[Opening Data in this exercise section]

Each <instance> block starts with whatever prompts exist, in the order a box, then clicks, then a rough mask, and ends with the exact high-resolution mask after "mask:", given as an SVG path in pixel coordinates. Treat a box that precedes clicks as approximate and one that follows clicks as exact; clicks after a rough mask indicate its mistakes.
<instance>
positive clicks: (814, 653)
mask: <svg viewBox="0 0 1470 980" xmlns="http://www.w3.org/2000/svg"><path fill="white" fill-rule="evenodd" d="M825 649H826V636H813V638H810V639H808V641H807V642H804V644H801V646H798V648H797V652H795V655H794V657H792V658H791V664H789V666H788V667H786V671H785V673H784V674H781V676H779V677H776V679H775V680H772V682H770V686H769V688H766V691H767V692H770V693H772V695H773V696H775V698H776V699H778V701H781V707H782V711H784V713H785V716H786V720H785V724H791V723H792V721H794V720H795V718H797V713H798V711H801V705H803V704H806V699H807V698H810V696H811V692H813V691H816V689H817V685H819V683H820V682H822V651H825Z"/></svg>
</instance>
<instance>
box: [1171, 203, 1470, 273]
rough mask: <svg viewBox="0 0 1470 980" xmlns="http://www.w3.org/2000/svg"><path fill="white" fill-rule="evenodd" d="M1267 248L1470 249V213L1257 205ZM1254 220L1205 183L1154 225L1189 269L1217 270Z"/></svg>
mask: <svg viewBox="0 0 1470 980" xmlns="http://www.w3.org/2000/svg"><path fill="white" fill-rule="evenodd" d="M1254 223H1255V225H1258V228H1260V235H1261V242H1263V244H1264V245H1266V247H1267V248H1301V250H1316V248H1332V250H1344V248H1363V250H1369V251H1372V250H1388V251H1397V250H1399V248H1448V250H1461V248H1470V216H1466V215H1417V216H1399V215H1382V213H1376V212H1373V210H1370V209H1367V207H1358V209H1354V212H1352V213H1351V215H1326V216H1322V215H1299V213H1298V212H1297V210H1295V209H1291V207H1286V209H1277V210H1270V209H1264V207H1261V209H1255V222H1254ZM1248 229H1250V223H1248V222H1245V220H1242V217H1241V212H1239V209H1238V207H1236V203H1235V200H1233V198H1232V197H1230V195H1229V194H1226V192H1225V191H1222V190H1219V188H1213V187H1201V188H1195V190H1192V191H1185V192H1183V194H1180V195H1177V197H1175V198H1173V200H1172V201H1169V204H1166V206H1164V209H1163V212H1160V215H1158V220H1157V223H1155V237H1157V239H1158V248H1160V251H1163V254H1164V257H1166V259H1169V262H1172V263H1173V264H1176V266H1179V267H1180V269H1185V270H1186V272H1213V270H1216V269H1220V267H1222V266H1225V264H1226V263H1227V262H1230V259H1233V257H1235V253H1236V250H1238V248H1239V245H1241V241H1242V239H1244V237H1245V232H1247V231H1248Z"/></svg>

[Closing Data in this exercise section]

> [What you should do]
Print all of the entries exactly as they appear.

> [Solution for this task]
Each <instance> block starts with whatever prompts exist, in the order a box, then clicks, then a rough mask, and ends with the exact high-resolution mask after "mask:", given as an SVG path in pixel coordinates. Treat a box that precedes clicks as approximate and one that follows clicks as exact; clicks after a rough mask indicate its mistakes.
<instance>
positive clicks: (814, 653)
mask: <svg viewBox="0 0 1470 980" xmlns="http://www.w3.org/2000/svg"><path fill="white" fill-rule="evenodd" d="M825 649H826V636H813V638H810V639H808V641H807V642H804V644H801V646H798V648H797V652H795V655H794V657H792V658H791V664H789V666H788V667H786V671H785V673H784V674H781V676H779V677H776V679H775V680H772V682H770V686H769V688H766V691H767V692H770V693H772V695H773V696H775V698H776V699H778V701H781V707H782V711H784V713H785V716H786V720H785V724H791V723H792V721H794V720H795V718H797V713H798V711H801V705H803V704H806V699H807V698H810V696H811V692H813V691H816V689H817V685H819V683H820V682H822V651H825Z"/></svg>
</instance>
<instance>
box: [1171, 203, 1470, 273]
rough mask: <svg viewBox="0 0 1470 980" xmlns="http://www.w3.org/2000/svg"><path fill="white" fill-rule="evenodd" d="M1267 248L1470 249V213L1257 205ZM1254 220L1205 183L1154 225L1189 269L1217 270Z"/></svg>
mask: <svg viewBox="0 0 1470 980" xmlns="http://www.w3.org/2000/svg"><path fill="white" fill-rule="evenodd" d="M1254 223H1255V225H1258V228H1260V235H1261V242H1263V244H1264V245H1266V247H1267V248H1301V250H1316V248H1332V250H1344V248H1363V250H1369V251H1372V250H1388V251H1397V250H1399V248H1448V250H1461V248H1470V216H1466V215H1417V216H1399V215H1382V213H1376V212H1373V210H1370V209H1367V207H1358V209H1354V212H1352V213H1351V215H1326V216H1322V215H1299V213H1298V212H1297V210H1295V209H1291V207H1286V209H1277V210H1270V209H1264V207H1261V209H1255V222H1254ZM1248 229H1250V223H1248V222H1245V220H1242V217H1241V212H1239V209H1238V207H1236V203H1235V200H1233V198H1232V197H1230V195H1229V194H1226V192H1225V191H1222V190H1219V188H1213V187H1201V188H1195V190H1192V191H1185V192H1183V194H1180V195H1177V197H1175V198H1173V200H1172V201H1169V204H1166V206H1164V209H1163V212H1160V215H1158V220H1157V223H1155V237H1157V239H1158V248H1160V251H1163V254H1164V257H1166V259H1169V262H1172V263H1173V264H1176V266H1179V267H1180V269H1185V270H1186V272H1213V270H1216V269H1220V267H1222V266H1225V264H1226V263H1227V262H1230V259H1233V257H1235V253H1236V250H1238V248H1239V245H1241V241H1242V239H1244V237H1245V232H1247V231H1248Z"/></svg>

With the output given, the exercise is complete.